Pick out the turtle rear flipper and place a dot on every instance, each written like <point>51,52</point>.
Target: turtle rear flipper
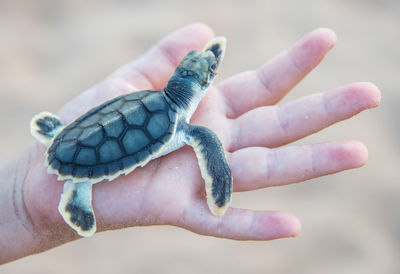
<point>76,207</point>
<point>213,166</point>
<point>45,126</point>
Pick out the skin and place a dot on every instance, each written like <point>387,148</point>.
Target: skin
<point>170,190</point>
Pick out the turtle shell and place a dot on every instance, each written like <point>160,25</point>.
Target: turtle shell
<point>114,137</point>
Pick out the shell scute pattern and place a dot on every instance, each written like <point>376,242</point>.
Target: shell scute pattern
<point>117,135</point>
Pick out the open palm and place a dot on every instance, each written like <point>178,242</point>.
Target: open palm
<point>242,112</point>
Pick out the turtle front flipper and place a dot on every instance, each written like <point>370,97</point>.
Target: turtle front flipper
<point>213,166</point>
<point>76,207</point>
<point>45,126</point>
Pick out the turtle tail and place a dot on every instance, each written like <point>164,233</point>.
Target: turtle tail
<point>45,126</point>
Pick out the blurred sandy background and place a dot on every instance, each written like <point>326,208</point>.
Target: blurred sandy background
<point>50,52</point>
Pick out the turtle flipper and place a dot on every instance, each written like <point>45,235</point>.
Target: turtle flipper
<point>218,47</point>
<point>76,207</point>
<point>45,126</point>
<point>213,166</point>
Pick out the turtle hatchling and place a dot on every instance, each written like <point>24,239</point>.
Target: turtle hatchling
<point>130,130</point>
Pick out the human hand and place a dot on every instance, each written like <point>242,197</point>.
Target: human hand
<point>242,111</point>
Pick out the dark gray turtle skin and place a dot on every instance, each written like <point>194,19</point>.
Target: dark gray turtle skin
<point>130,130</point>
<point>114,137</point>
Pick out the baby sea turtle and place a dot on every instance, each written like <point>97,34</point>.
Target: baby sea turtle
<point>130,130</point>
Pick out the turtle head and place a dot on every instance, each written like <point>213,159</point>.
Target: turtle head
<point>201,67</point>
<point>196,72</point>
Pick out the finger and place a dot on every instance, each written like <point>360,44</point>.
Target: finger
<point>272,81</point>
<point>254,168</point>
<point>278,125</point>
<point>156,66</point>
<point>240,224</point>
<point>151,71</point>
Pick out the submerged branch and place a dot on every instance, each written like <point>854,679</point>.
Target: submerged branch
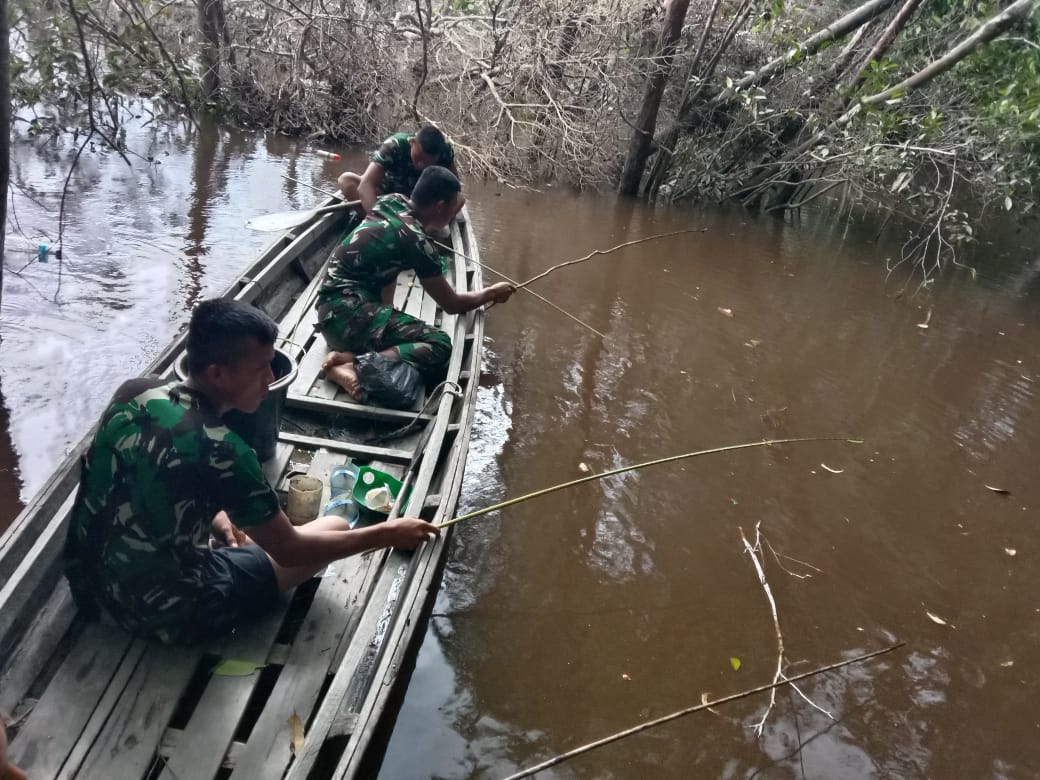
<point>689,710</point>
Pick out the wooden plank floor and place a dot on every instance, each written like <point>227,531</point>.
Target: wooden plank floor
<point>109,709</point>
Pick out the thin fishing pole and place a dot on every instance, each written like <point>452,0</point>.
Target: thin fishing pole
<point>513,282</point>
<point>547,271</point>
<point>316,189</point>
<point>705,705</point>
<point>612,472</point>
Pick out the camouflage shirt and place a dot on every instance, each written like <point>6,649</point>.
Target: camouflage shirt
<point>389,240</point>
<point>161,465</point>
<point>395,157</point>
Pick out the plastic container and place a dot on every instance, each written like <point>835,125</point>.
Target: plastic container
<point>341,482</point>
<point>304,498</point>
<point>369,478</point>
<point>344,508</point>
<point>259,429</point>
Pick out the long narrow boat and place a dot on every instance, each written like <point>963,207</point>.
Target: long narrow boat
<point>312,690</point>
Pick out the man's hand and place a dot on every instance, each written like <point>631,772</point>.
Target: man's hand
<point>226,534</point>
<point>408,533</point>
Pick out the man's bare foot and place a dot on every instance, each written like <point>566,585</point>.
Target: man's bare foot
<point>336,359</point>
<point>345,375</point>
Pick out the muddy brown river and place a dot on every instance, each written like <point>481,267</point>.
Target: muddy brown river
<point>569,618</point>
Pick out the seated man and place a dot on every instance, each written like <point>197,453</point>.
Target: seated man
<point>396,165</point>
<point>356,301</point>
<point>163,473</point>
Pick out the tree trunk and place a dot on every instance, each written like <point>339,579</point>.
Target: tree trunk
<point>666,145</point>
<point>810,46</point>
<point>5,129</point>
<point>212,25</point>
<point>639,148</point>
<point>885,42</point>
<point>1015,14</point>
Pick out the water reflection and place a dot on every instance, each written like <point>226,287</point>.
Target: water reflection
<point>579,615</point>
<point>140,245</point>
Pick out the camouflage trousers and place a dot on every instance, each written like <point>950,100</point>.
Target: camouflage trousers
<point>351,323</point>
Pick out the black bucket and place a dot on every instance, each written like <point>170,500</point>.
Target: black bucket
<point>259,429</point>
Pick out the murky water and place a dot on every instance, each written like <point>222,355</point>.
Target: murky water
<point>569,618</point>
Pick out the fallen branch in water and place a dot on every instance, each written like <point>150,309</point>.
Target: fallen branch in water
<point>607,252</point>
<point>674,716</point>
<point>779,677</point>
<point>670,459</point>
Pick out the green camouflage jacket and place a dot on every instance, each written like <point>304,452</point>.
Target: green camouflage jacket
<point>395,157</point>
<point>161,465</point>
<point>389,240</point>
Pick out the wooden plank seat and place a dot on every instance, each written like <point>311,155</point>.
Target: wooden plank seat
<point>92,701</point>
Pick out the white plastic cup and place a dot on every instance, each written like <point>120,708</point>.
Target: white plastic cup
<point>305,499</point>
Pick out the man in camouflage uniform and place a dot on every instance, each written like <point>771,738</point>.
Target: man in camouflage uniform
<point>356,301</point>
<point>157,536</point>
<point>395,165</point>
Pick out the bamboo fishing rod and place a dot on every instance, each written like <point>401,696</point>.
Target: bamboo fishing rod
<point>516,285</point>
<point>705,705</point>
<point>592,254</point>
<point>513,282</point>
<point>612,472</point>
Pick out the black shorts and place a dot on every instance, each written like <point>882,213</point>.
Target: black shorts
<point>238,582</point>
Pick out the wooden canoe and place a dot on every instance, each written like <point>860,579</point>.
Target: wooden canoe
<point>312,690</point>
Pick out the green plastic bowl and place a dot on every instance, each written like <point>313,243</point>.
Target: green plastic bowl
<point>369,478</point>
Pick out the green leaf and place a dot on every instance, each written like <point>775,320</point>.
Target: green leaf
<point>232,668</point>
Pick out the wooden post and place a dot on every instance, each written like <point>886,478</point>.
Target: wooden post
<point>639,148</point>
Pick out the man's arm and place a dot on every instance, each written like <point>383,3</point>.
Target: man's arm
<point>459,303</point>
<point>368,189</point>
<point>312,545</point>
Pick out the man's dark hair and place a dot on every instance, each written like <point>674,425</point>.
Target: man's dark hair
<point>218,330</point>
<point>432,140</point>
<point>435,184</point>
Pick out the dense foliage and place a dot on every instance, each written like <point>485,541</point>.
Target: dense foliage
<point>756,104</point>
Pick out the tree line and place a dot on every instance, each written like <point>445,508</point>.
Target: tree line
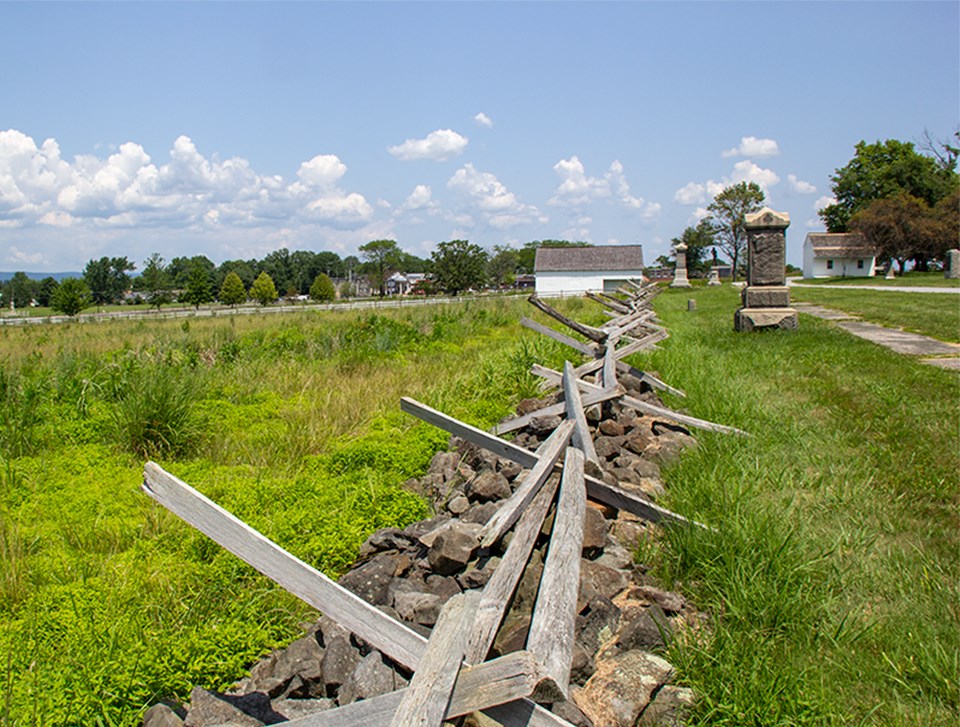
<point>453,267</point>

# # #

**Job:** Format the rows as a numbered list, starting at the first row and ending at the row that contains "<point>242,112</point>". Skip blank lines and omit the pictures.

**Final result:**
1. Pick out the turtle rear flipper and place a dot on every instance, each written like <point>51,52</point>.
2. Target: turtle rear flipper
3. <point>76,207</point>
4. <point>213,166</point>
5. <point>45,126</point>
6. Pick out the skin and place a dot on every instance, each written like <point>387,148</point>.
7. Target: skin
8. <point>170,190</point>
9. Pick out the turtle shell and place a dot on every instance, each written like <point>160,25</point>.
10. Target: turtle shell
11. <point>114,137</point>
12. Pick out the shell scute pattern and place a dot on every instance, each written like <point>376,242</point>.
13. Target: shell scute pattern
14. <point>117,135</point>
15. Pick out the open palm and place a dot on every instance, each written like <point>178,242</point>.
16. Target: open palm
17. <point>242,112</point>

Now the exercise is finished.